# Data rows start

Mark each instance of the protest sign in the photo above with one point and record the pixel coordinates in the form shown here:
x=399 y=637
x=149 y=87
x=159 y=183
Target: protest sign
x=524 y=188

# Data rows end

**Required work**
Update the records above, replacing each occurrence of "protest sign" with "placard" and leaving everything else unchanged.

**Exercise result**
Mark each instance of the placard in the photo above with one point and record the pixel coordinates in the form shown here:
x=399 y=637
x=149 y=87
x=159 y=183
Target: placard
x=524 y=188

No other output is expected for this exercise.